■ WHAT IS NEEDED:
Return all the lines below in which the string "sprinkled" appears.

[[ PROVIDED RECORDS, beginning ]]

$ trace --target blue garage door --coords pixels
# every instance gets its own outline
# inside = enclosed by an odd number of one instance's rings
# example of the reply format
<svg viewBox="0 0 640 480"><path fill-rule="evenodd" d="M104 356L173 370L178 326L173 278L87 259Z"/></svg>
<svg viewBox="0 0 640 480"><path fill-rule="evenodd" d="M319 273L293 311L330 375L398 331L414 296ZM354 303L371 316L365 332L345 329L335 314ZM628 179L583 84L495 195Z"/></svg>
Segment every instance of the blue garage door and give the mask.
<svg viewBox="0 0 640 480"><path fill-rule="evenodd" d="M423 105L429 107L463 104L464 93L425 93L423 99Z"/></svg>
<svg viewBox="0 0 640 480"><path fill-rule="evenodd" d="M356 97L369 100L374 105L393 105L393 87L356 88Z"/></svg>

[[ PROVIDED RECORDS, end ]]
[[ PROVIDED RECORDS, beginning ]]

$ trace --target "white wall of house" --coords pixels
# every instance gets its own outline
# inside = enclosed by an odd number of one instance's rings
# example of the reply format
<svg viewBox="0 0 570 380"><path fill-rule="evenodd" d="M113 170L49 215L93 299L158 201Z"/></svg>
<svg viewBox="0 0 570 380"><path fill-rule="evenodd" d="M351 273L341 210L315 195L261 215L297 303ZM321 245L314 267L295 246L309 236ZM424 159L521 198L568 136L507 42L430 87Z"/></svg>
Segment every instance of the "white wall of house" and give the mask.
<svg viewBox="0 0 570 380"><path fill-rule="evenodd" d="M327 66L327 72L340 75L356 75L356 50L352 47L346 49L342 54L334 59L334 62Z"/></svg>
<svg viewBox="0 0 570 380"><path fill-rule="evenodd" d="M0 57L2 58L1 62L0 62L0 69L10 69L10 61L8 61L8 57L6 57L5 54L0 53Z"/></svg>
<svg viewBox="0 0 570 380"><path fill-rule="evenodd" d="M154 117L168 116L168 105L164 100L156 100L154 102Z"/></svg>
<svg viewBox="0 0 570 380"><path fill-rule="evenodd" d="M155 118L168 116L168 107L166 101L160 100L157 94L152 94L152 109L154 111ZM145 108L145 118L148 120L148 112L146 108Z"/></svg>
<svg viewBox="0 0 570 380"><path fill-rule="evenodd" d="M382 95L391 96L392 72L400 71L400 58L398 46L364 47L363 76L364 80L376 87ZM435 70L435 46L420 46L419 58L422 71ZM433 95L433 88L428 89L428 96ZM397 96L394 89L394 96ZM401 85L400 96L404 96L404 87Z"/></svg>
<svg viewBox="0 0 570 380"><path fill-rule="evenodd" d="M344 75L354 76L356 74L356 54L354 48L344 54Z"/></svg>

[[ PROVIDED RECORDS, end ]]
[[ PROVIDED RECORDS, beginning ]]

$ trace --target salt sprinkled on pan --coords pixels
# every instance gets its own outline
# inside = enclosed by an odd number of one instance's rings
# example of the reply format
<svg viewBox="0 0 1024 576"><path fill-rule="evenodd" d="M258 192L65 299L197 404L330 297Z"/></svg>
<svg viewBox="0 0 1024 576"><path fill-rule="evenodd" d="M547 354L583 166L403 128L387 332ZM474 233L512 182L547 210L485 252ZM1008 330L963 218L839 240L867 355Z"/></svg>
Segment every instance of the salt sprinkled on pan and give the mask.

[[ PROVIDED RECORDS, end ]]

■ PROBLEM SOLUTION:
$ trace --target salt sprinkled on pan --coords pixels
Segment every instance of the salt sprinkled on pan and give the mask.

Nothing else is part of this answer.